*Named-object pointing data*

━━━━━━━━━━━━━━━━━━━━━━━━━━━━━━

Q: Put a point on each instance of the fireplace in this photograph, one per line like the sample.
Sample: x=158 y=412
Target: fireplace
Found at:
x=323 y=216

━━━━━━━━━━━━━━━━━━━━━━━━━━━━━━

*Short task*
Print these lines of data again exactly as they appear.

*Exercise result*
Q: Put a point on each instance of the fireplace in this photograph, one per line like the sample.
Sample: x=158 y=412
Target: fireplace
Found at:
x=323 y=216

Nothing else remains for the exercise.